DATASET CONTENT:

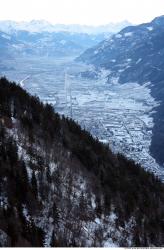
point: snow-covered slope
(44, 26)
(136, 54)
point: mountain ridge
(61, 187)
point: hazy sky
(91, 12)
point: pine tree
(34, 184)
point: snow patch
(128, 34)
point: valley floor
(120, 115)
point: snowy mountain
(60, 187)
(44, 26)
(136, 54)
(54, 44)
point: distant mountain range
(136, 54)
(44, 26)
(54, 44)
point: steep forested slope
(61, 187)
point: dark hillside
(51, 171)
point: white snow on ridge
--
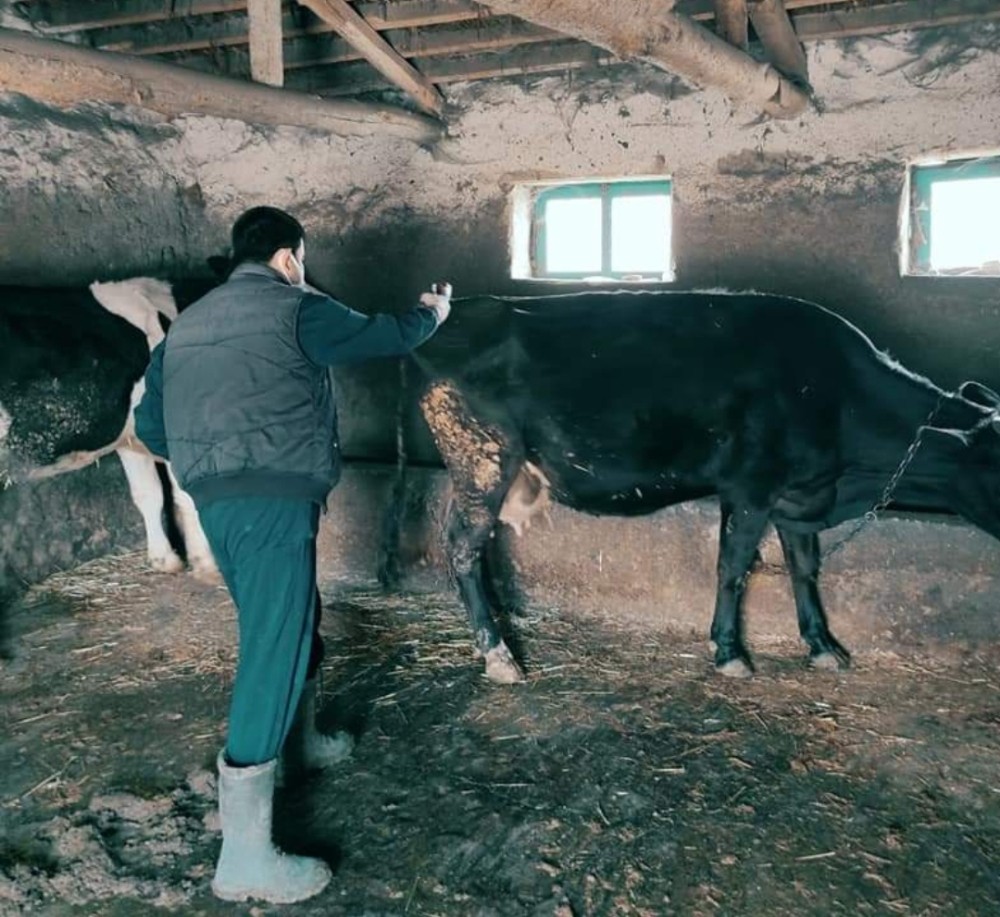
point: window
--
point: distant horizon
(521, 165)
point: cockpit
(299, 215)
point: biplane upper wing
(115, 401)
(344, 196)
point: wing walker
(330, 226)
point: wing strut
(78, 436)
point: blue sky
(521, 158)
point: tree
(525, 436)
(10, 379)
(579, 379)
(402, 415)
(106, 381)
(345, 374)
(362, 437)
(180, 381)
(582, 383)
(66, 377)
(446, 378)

INSTRUCTIONS TO FOLLOW:
Write down, word for word, the lines above from the one containing "point: snow-covered slope" through the one containing "point: white snow on ridge", both ends included.

ANSWER BELOW:
point: snow-covered slope
(44, 26)
(136, 54)
point: mountain ridge
(61, 187)
point: hazy sky
(91, 12)
point: pine tree
(34, 184)
point: snow patch
(128, 34)
point: valley floor
(120, 115)
point: snowy mountain
(60, 187)
(44, 26)
(136, 54)
(54, 44)
point: distant mountain range
(136, 54)
(44, 26)
(54, 44)
point: steep forested slope
(61, 187)
point: dark hillside
(51, 171)
point: white snow on ridge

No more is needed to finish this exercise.